* Compiti *
(A) Che cosa vuol dire decrescere secondo il brano sulla decrescita?
(B) Elenca tutte le righe in cui compare la parola "building".

* Brano *

((

Parlare oggi di “decrescita”, per ovvie ragioni, mette quasi paura. Parola il cui significato letterale ci rimanda all’area semantica della regressione, dell’involuzione e magari del declino.

Niente di più sbagliato. Ecco perché, come ripetono più volte i quattro autori, è fondamentale riflettere non solo su cos’è, ma soprattutto su cosa non è la decrescita. Decrescere vuol dire rallentare deliberatamente i livelli di produzione e consumo dell’intera società, riducendo la quantità di materie ed energia che muovono il sistema economico e che rapidamente consumano le risorse naturali. Un modo per trasformare i sistemi produttivi in base sia ai bisogni umani e ai limiti ecologici.

Un ampio discorso che tenta di scardinare le politiche economiche così come le conosciamo, a favore di comportamenti moderati, lungimiranti e responsabili. Fermare l’arricchimento dei singoli per distribuire la ricchezza e limitare le disuguaglianze. Limitare le produzioni per non danneggiare l’ambiente e dare nuova vita a quelli che a volte chiamiamo “scarti”.

Per farlo, non è possibile continuare a sovvenzionare le aziende che operano nei combustibili fossili, per esempio. Piuttosto bisognerà indirizzare le sovvenzioni dei governi verso la transizione ecologica e circolare, la riorganizzazione delle infrastrutture sanitarie e assistenziali e la creazione di nuovi posti di lavoro e mezzi di sussistenza universali

Parlare di decrescita non significa immaginare utopie. Il dibattito è più acceso che mai, soprattutto dopo gli eventi degli ultimi due anni, anche se nel nostro Paese procede a singhiozzi e senza elaborazioni pratico-politiche. Questo, tuttavia, è anche uno dei momenti di più grande effervescenza e ri-politicizzazione della crisi ecologica. E allora, nel tentare di tracciare nuove strade verso il futuro, scrivere e leggere di decrescita dalle nostre metropoli iperattive potrebbe iniziare a fare la differenza.

))

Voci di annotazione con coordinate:
((

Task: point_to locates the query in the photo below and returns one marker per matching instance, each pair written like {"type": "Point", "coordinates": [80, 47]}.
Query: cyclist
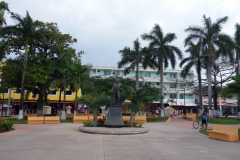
{"type": "Point", "coordinates": [204, 119]}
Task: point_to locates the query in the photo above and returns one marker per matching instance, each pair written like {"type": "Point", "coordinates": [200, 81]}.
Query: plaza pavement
{"type": "Point", "coordinates": [164, 141]}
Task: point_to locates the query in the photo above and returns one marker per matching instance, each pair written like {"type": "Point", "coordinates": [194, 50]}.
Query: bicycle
{"type": "Point", "coordinates": [196, 123]}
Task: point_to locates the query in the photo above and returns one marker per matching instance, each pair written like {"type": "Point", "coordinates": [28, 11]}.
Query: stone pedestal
{"type": "Point", "coordinates": [114, 118]}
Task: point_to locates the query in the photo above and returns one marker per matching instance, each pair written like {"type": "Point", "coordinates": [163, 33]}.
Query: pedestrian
{"type": "Point", "coordinates": [204, 119]}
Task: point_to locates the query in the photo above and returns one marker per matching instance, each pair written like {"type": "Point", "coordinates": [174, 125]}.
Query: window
{"type": "Point", "coordinates": [172, 75]}
{"type": "Point", "coordinates": [3, 91]}
{"type": "Point", "coordinates": [181, 85]}
{"type": "Point", "coordinates": [173, 96]}
{"type": "Point", "coordinates": [116, 73]}
{"type": "Point", "coordinates": [173, 85]}
{"type": "Point", "coordinates": [181, 96]}
{"type": "Point", "coordinates": [68, 93]}
{"type": "Point", "coordinates": [18, 91]}
{"type": "Point", "coordinates": [52, 92]}
{"type": "Point", "coordinates": [35, 91]}
{"type": "Point", "coordinates": [107, 72]}
{"type": "Point", "coordinates": [147, 74]}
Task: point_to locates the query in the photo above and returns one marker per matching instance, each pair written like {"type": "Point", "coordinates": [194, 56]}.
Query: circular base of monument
{"type": "Point", "coordinates": [113, 131]}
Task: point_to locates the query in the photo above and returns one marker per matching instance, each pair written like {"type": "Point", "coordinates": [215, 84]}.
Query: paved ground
{"type": "Point", "coordinates": [64, 141]}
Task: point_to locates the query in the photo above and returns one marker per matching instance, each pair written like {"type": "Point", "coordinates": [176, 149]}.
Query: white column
{"type": "Point", "coordinates": [220, 108]}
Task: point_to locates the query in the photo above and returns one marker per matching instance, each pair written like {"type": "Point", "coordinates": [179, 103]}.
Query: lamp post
{"type": "Point", "coordinates": [236, 63]}
{"type": "Point", "coordinates": [184, 86]}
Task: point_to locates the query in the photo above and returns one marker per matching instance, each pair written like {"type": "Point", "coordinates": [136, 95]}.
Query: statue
{"type": "Point", "coordinates": [116, 92]}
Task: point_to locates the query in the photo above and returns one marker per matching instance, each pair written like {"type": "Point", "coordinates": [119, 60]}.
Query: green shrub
{"type": "Point", "coordinates": [139, 124]}
{"type": "Point", "coordinates": [100, 121]}
{"type": "Point", "coordinates": [87, 124]}
{"type": "Point", "coordinates": [6, 125]}
{"type": "Point", "coordinates": [49, 115]}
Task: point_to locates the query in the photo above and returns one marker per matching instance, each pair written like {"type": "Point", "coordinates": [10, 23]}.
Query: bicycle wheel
{"type": "Point", "coordinates": [195, 124]}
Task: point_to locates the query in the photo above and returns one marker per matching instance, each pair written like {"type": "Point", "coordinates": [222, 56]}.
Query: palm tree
{"type": "Point", "coordinates": [138, 98]}
{"type": "Point", "coordinates": [62, 77]}
{"type": "Point", "coordinates": [214, 44]}
{"type": "Point", "coordinates": [26, 32]}
{"type": "Point", "coordinates": [134, 57]}
{"type": "Point", "coordinates": [194, 60]}
{"type": "Point", "coordinates": [237, 43]}
{"type": "Point", "coordinates": [163, 52]}
{"type": "Point", "coordinates": [78, 76]}
{"type": "Point", "coordinates": [3, 8]}
{"type": "Point", "coordinates": [93, 103]}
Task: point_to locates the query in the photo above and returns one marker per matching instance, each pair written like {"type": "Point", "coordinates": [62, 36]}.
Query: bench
{"type": "Point", "coordinates": [35, 120]}
{"type": "Point", "coordinates": [225, 133]}
{"type": "Point", "coordinates": [151, 116]}
{"type": "Point", "coordinates": [141, 119]}
{"type": "Point", "coordinates": [191, 117]}
{"type": "Point", "coordinates": [100, 117]}
{"type": "Point", "coordinates": [51, 119]}
{"type": "Point", "coordinates": [70, 115]}
{"type": "Point", "coordinates": [31, 115]}
{"type": "Point", "coordinates": [80, 119]}
{"type": "Point", "coordinates": [89, 114]}
{"type": "Point", "coordinates": [126, 118]}
{"type": "Point", "coordinates": [80, 114]}
{"type": "Point", "coordinates": [90, 118]}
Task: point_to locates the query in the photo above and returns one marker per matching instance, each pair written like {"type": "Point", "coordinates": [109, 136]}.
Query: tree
{"type": "Point", "coordinates": [93, 103]}
{"type": "Point", "coordinates": [194, 60]}
{"type": "Point", "coordinates": [214, 44]}
{"type": "Point", "coordinates": [134, 57]}
{"type": "Point", "coordinates": [78, 76]}
{"type": "Point", "coordinates": [138, 98]}
{"type": "Point", "coordinates": [25, 32]}
{"type": "Point", "coordinates": [163, 51]}
{"type": "Point", "coordinates": [3, 8]}
{"type": "Point", "coordinates": [237, 43]}
{"type": "Point", "coordinates": [232, 88]}
{"type": "Point", "coordinates": [62, 76]}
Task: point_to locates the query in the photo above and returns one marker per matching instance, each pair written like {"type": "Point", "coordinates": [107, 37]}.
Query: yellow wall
{"type": "Point", "coordinates": [50, 97]}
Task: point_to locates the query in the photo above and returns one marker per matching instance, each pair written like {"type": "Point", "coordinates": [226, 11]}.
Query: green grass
{"type": "Point", "coordinates": [158, 119]}
{"type": "Point", "coordinates": [68, 120]}
{"type": "Point", "coordinates": [15, 121]}
{"type": "Point", "coordinates": [224, 120]}
{"type": "Point", "coordinates": [206, 133]}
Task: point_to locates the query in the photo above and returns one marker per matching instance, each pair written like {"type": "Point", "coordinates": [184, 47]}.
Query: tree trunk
{"type": "Point", "coordinates": [95, 118]}
{"type": "Point", "coordinates": [200, 91]}
{"type": "Point", "coordinates": [161, 81]}
{"type": "Point", "coordinates": [63, 117]}
{"type": "Point", "coordinates": [209, 77]}
{"type": "Point", "coordinates": [137, 79]}
{"type": "Point", "coordinates": [131, 118]}
{"type": "Point", "coordinates": [75, 104]}
{"type": "Point", "coordinates": [40, 100]}
{"type": "Point", "coordinates": [59, 101]}
{"type": "Point", "coordinates": [23, 82]}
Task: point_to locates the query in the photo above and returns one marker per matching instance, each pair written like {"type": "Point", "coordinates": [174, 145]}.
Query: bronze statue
{"type": "Point", "coordinates": [116, 92]}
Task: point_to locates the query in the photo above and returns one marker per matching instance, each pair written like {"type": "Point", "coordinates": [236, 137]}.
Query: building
{"type": "Point", "coordinates": [175, 87]}
{"type": "Point", "coordinates": [31, 102]}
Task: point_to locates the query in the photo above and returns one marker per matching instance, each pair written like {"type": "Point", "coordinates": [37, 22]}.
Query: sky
{"type": "Point", "coordinates": [103, 27]}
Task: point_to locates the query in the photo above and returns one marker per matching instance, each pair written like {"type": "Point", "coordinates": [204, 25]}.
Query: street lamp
{"type": "Point", "coordinates": [184, 86]}
{"type": "Point", "coordinates": [236, 64]}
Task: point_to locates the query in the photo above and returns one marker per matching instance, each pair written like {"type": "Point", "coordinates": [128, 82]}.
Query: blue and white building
{"type": "Point", "coordinates": [174, 84]}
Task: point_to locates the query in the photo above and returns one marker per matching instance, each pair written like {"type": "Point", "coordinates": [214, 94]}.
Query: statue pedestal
{"type": "Point", "coordinates": [114, 118]}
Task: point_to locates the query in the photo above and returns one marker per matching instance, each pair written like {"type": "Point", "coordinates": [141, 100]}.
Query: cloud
{"type": "Point", "coordinates": [105, 27]}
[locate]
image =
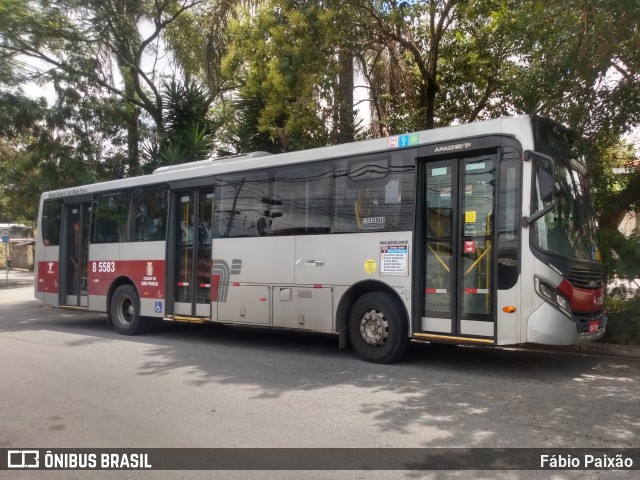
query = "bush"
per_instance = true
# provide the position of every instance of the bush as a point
(623, 325)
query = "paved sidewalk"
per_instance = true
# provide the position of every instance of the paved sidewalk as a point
(22, 278)
(15, 278)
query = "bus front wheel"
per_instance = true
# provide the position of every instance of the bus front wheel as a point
(377, 328)
(125, 311)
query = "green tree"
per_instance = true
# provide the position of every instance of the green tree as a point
(293, 67)
(101, 43)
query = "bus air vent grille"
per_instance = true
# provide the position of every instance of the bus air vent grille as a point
(583, 278)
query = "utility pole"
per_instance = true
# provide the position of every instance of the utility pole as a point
(5, 240)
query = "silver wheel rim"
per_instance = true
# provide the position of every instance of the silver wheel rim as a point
(374, 327)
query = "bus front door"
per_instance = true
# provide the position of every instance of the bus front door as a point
(190, 267)
(458, 254)
(74, 254)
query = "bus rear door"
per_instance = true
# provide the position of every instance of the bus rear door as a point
(74, 253)
(189, 254)
(458, 251)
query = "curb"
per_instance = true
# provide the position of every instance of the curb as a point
(15, 284)
(595, 348)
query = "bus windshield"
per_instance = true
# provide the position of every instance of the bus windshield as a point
(568, 229)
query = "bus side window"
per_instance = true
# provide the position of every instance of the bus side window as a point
(110, 213)
(374, 193)
(51, 221)
(242, 206)
(148, 214)
(301, 200)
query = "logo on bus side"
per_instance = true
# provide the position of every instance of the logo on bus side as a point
(451, 148)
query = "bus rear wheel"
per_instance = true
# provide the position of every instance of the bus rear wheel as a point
(378, 328)
(125, 311)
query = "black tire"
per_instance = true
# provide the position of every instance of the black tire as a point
(378, 330)
(125, 311)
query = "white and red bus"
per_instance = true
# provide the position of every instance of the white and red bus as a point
(479, 234)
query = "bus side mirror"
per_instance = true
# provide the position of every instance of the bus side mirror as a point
(546, 183)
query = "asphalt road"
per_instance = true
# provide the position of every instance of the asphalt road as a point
(67, 380)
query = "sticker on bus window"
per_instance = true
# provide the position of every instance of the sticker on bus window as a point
(474, 166)
(469, 229)
(371, 223)
(469, 246)
(370, 266)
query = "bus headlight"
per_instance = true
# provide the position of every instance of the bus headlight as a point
(563, 302)
(553, 296)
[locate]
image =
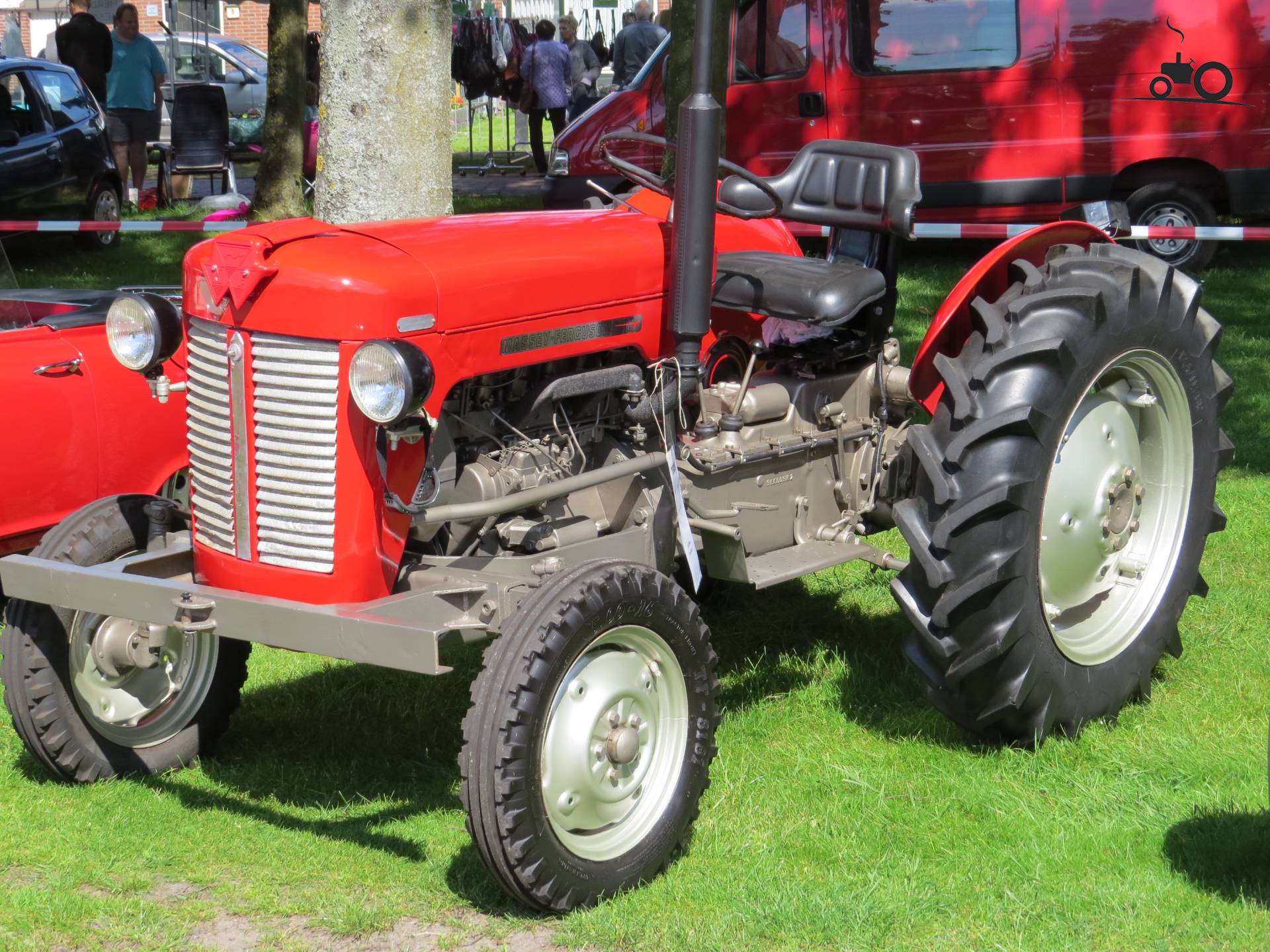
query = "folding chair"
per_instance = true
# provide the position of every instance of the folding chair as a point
(200, 139)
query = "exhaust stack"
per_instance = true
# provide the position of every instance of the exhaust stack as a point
(694, 226)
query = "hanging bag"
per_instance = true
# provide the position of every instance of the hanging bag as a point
(529, 98)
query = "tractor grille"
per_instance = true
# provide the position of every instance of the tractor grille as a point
(211, 452)
(292, 427)
(296, 386)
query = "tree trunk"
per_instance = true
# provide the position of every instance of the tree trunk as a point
(384, 149)
(278, 182)
(679, 78)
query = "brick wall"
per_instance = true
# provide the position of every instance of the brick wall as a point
(252, 24)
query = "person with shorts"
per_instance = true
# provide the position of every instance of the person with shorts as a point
(132, 98)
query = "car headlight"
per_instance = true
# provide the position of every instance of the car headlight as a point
(143, 331)
(390, 380)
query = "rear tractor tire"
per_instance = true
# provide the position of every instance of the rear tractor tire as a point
(85, 696)
(1064, 493)
(589, 739)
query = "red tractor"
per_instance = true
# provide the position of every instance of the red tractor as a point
(397, 447)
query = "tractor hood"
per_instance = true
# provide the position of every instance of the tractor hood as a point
(400, 278)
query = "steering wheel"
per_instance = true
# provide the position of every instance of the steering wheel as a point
(666, 186)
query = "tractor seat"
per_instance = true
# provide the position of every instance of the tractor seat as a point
(808, 290)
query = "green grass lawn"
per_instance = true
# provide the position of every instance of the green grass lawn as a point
(843, 814)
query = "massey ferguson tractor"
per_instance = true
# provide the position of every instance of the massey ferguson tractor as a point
(398, 448)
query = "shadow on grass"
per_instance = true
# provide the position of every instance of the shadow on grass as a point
(1224, 852)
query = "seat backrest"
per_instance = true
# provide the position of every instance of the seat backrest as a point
(840, 184)
(200, 127)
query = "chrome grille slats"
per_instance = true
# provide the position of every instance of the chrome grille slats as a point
(211, 456)
(295, 407)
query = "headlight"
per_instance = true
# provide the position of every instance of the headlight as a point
(390, 380)
(143, 331)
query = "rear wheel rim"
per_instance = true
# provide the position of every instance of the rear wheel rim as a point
(1170, 215)
(1115, 508)
(614, 743)
(132, 706)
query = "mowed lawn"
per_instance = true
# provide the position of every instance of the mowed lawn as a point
(843, 814)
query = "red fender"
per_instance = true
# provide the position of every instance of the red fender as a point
(988, 280)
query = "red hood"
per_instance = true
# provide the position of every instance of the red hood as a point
(357, 282)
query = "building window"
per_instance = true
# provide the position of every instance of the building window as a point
(771, 40)
(923, 36)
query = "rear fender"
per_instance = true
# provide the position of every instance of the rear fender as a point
(988, 280)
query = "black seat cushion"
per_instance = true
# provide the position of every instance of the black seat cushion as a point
(808, 290)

))

* Soluzioni *
(A) Vuol dire rallentare deliberatamente i livelli di produzione e consumo dell'intera società, riducendo la quantità di materie ed energia che muovono il sistema economico e che rapidamente consumano le risorse naturali.

(B)
Query: building
Query: blue and white building
query = "building window"
# provide the position of every instance of the building window as a point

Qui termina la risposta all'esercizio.